**Record excerpts**
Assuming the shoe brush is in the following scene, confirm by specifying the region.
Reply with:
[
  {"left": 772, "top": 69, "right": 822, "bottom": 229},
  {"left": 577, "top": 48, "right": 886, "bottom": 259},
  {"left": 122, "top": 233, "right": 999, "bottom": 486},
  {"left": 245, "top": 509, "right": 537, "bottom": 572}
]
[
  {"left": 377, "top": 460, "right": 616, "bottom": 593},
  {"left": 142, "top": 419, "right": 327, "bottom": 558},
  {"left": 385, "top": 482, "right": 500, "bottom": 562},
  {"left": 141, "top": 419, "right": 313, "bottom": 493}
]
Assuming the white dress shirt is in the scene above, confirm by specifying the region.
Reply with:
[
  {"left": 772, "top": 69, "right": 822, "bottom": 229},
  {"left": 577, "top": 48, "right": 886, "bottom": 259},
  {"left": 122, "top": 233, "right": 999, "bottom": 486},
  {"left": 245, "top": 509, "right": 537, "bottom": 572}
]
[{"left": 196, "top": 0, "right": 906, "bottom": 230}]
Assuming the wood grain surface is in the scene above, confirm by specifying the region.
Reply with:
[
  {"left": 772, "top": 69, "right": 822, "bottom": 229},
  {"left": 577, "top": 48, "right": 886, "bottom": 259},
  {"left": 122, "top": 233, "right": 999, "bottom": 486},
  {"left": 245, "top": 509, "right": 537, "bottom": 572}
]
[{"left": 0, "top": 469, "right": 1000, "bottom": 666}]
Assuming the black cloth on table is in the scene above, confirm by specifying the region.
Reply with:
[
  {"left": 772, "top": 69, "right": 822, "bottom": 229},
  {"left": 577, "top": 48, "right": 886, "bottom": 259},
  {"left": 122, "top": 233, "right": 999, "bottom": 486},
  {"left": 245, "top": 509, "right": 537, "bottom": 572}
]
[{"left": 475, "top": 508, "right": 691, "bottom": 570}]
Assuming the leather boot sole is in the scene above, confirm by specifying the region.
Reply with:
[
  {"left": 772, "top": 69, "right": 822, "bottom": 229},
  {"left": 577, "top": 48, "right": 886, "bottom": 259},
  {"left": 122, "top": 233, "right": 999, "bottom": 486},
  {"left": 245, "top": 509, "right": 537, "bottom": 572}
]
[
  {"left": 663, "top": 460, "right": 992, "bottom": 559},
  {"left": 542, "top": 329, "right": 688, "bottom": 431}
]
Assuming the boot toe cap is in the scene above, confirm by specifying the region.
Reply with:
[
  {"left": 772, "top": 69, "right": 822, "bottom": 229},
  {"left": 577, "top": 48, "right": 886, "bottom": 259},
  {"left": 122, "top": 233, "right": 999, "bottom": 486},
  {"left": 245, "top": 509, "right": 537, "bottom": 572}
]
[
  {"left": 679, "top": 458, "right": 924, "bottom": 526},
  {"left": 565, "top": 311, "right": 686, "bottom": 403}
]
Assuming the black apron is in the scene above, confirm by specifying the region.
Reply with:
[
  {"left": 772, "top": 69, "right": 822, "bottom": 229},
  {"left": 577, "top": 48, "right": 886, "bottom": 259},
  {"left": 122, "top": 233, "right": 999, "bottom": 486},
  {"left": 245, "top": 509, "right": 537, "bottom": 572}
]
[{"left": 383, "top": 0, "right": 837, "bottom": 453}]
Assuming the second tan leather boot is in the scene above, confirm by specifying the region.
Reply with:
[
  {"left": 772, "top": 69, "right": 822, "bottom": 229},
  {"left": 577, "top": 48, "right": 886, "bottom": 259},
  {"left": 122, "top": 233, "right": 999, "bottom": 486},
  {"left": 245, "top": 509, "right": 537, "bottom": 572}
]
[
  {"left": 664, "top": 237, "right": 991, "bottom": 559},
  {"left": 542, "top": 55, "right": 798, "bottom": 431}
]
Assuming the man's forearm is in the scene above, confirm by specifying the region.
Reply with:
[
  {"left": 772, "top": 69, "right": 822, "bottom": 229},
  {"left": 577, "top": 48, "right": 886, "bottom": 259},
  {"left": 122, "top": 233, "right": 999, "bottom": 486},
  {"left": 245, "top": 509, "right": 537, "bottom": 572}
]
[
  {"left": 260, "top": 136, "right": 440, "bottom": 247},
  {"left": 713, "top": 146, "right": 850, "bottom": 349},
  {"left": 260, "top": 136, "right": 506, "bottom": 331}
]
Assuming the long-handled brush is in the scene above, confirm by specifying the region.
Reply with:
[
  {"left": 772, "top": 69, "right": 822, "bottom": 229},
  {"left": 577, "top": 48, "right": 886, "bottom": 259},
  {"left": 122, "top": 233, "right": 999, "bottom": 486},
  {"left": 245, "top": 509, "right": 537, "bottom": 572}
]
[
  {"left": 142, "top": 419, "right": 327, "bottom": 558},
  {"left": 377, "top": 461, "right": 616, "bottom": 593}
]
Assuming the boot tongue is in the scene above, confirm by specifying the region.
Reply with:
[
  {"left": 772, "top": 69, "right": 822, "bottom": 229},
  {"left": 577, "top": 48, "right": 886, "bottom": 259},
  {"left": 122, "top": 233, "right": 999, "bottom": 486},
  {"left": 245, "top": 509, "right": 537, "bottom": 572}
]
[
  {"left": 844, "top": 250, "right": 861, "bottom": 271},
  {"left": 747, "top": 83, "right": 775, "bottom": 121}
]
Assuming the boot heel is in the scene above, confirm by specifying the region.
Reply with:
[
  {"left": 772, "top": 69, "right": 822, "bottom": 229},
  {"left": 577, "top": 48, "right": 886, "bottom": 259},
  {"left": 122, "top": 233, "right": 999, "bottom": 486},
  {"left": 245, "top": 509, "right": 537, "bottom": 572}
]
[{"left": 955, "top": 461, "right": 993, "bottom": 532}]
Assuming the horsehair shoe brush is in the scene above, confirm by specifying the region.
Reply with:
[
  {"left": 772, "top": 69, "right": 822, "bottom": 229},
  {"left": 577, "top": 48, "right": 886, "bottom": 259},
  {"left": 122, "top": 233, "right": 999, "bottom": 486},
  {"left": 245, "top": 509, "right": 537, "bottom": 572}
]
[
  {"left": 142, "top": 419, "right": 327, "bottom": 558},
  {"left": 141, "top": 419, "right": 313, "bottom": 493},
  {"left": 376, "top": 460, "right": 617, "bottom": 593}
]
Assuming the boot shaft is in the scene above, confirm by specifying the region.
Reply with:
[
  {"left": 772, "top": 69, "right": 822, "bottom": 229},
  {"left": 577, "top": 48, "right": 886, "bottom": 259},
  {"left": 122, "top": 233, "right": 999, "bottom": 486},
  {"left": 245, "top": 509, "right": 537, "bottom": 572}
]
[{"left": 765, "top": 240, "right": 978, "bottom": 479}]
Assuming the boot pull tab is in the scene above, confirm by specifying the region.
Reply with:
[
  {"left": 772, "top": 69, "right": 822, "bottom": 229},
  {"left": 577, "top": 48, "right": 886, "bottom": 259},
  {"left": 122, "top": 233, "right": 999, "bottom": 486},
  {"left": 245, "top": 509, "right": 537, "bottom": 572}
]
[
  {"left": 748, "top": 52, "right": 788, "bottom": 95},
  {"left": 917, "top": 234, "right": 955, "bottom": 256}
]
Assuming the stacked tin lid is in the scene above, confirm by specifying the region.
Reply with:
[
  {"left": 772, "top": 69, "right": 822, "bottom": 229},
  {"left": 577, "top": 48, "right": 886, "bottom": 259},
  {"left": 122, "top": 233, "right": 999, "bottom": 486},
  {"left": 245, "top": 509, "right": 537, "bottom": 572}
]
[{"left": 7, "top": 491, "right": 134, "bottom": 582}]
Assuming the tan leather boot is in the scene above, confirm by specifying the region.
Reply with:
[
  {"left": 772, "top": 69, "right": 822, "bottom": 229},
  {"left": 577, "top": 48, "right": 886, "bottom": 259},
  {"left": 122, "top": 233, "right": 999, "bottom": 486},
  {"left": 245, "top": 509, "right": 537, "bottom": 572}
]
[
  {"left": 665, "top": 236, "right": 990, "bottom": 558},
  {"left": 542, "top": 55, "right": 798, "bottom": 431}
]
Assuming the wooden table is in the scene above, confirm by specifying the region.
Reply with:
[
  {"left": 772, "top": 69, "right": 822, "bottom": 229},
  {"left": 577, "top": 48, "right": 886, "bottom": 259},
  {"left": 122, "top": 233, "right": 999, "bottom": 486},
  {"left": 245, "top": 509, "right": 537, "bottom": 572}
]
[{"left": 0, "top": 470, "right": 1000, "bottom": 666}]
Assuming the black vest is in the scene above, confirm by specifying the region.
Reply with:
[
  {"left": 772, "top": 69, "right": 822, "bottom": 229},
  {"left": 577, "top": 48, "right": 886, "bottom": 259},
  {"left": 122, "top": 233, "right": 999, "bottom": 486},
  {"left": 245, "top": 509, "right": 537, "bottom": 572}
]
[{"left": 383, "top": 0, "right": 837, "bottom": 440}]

==

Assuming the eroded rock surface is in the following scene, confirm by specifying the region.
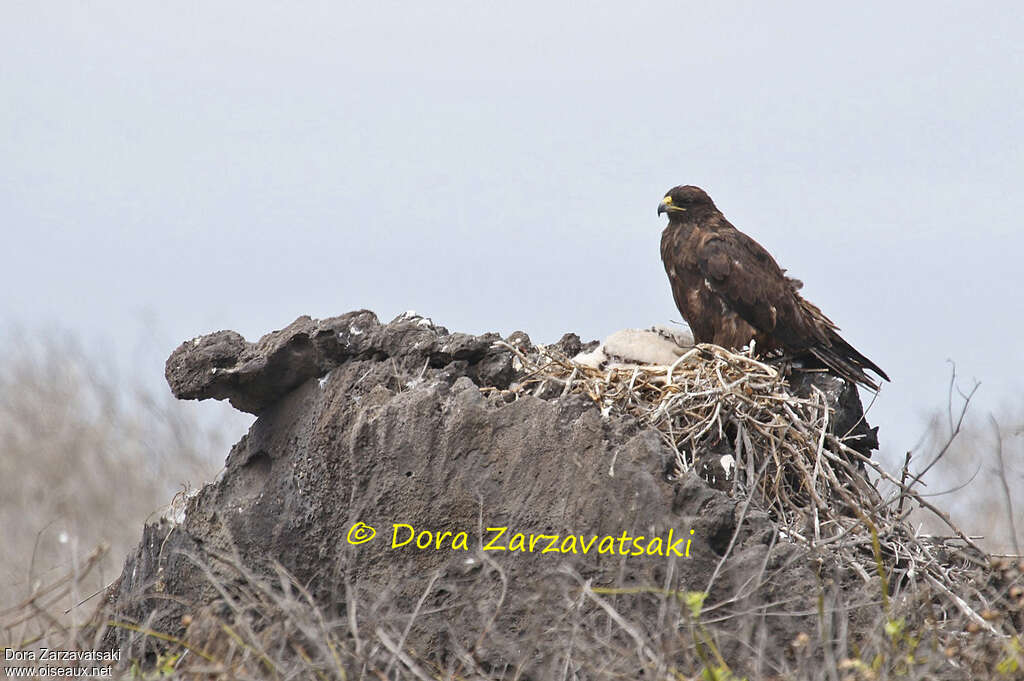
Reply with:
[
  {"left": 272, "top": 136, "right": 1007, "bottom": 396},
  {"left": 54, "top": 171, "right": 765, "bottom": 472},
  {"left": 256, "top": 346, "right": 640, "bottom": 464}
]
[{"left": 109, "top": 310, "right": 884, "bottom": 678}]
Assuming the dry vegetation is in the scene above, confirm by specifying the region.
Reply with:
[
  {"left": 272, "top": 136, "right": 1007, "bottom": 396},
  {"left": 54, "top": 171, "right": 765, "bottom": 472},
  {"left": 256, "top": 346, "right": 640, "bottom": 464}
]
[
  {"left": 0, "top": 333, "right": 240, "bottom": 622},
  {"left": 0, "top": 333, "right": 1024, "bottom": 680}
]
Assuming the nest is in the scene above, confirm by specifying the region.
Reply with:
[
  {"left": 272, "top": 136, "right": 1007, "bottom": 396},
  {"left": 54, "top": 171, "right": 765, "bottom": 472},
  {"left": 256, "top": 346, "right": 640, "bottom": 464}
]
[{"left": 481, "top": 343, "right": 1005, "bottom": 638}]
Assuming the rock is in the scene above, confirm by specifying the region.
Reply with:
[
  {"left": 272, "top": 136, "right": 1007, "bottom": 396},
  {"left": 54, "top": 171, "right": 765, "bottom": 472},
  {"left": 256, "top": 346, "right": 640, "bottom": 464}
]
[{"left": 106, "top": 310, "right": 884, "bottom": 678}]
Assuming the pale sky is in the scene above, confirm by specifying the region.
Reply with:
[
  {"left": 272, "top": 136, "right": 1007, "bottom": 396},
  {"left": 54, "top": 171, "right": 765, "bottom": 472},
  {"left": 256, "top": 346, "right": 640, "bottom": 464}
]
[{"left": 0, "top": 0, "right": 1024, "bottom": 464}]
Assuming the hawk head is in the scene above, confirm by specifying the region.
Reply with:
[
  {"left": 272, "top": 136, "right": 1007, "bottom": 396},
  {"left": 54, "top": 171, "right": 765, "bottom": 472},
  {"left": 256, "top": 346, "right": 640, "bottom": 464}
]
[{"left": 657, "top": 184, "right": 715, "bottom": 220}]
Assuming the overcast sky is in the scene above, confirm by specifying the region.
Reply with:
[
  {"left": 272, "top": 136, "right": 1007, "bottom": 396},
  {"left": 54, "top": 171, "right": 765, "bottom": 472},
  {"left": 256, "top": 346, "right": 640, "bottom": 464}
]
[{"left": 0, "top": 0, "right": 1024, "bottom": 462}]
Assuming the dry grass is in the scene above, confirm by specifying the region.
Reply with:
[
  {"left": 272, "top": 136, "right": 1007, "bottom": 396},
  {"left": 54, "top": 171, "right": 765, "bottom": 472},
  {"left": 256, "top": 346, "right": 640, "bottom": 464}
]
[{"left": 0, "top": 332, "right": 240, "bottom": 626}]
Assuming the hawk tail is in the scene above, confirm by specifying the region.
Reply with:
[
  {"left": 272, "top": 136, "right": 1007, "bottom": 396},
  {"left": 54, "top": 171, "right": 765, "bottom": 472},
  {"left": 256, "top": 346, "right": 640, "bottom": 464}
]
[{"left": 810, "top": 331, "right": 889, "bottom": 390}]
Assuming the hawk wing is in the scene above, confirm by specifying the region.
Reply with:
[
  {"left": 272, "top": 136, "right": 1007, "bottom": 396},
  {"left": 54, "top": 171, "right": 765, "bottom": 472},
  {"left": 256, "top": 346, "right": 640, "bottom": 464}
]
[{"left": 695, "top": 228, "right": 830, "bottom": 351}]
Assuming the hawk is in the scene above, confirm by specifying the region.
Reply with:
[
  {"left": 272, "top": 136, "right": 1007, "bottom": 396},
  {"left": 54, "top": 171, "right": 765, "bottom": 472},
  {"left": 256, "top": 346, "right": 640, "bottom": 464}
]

---

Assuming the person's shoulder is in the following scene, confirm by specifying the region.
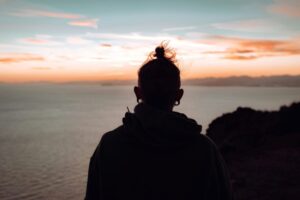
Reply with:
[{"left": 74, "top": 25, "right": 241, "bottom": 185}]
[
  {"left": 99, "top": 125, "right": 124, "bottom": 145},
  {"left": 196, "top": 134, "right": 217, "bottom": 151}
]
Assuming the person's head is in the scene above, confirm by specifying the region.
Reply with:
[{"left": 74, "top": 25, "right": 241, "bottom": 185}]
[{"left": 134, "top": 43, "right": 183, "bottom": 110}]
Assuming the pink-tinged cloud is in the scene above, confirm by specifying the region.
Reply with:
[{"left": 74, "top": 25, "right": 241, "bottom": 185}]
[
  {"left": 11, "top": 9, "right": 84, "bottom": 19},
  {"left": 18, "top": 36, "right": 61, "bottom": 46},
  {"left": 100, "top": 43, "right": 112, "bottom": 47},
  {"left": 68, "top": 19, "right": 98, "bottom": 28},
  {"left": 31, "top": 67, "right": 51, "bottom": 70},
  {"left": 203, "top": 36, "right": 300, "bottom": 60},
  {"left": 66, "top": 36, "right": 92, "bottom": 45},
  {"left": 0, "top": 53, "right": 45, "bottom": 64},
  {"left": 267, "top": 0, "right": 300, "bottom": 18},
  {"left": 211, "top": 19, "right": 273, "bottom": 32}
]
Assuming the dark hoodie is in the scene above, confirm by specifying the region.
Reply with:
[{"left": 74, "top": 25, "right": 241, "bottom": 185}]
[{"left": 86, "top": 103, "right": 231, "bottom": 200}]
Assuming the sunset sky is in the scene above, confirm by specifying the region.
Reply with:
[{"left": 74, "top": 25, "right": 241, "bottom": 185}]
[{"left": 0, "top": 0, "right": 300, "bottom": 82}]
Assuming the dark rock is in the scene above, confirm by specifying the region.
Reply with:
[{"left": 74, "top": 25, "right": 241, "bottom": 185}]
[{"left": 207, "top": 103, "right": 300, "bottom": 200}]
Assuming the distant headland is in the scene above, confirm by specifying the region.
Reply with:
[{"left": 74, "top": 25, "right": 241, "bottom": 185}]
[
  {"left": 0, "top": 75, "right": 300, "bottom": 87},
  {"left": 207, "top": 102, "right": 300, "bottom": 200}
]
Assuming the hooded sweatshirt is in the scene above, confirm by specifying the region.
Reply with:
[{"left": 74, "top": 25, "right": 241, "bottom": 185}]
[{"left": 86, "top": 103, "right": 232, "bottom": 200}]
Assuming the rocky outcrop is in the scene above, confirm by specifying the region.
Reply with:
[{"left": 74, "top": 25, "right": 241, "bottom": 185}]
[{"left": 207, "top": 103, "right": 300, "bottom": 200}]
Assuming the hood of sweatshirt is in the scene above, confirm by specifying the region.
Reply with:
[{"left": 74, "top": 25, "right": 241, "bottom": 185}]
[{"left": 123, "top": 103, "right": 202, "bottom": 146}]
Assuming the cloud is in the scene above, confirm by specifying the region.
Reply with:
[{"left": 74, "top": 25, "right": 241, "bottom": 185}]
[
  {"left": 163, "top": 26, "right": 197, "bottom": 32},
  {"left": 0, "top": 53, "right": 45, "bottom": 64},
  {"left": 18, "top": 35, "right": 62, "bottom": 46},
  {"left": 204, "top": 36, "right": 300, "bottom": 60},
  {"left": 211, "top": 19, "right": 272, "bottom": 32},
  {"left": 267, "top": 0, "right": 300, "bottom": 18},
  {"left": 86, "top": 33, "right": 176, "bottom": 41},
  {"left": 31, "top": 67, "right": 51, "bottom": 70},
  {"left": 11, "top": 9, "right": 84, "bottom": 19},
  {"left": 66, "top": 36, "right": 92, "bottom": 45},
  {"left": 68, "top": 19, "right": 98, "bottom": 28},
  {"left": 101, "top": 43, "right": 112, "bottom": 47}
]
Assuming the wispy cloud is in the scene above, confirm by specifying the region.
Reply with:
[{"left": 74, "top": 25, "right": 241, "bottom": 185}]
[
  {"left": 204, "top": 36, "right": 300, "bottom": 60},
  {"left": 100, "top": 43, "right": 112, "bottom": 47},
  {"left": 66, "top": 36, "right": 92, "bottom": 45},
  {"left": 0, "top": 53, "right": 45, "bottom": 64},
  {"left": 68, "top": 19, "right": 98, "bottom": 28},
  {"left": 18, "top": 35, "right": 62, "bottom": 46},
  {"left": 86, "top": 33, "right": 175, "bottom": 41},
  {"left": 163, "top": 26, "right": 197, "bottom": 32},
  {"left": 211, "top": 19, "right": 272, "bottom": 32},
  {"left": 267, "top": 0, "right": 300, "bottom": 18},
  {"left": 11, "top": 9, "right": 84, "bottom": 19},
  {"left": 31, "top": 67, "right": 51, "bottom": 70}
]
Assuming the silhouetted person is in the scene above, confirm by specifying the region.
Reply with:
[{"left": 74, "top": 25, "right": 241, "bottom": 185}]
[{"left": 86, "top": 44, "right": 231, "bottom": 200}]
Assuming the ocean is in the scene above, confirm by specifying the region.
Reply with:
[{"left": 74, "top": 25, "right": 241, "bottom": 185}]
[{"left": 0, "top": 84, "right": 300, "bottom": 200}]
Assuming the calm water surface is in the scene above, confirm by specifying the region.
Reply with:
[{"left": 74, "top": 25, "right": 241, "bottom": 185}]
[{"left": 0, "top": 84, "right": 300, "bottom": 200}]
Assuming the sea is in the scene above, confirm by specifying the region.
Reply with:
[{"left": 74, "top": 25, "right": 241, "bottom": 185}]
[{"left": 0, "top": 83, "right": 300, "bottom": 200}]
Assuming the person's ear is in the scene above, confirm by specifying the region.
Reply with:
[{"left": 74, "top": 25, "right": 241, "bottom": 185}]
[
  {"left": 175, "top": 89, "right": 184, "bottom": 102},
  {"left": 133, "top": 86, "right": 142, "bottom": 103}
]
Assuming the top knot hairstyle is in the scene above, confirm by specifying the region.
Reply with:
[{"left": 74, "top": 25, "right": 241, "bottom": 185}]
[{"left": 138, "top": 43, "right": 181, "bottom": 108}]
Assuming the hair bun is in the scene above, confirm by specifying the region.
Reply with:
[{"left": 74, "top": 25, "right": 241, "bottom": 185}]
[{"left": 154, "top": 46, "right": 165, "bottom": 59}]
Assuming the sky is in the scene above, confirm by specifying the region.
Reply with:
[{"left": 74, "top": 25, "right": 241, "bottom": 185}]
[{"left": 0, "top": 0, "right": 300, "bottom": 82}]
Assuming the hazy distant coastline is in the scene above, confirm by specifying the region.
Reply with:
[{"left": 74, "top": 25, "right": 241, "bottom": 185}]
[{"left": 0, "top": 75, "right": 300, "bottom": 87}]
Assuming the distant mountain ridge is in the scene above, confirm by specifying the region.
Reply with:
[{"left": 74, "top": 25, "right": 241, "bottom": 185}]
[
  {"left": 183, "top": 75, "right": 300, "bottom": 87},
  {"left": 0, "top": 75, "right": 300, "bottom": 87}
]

**Written problem**
Copy out every line of the material above that contains the word "black".

**Output below**
Assuming the black cloth on table is in the scene above, confirm by specifying the region.
Assuming the black apron is in the scene above, confirm by specifying the region.
Assuming the black vest is in the scene above, confirm by specifying the region.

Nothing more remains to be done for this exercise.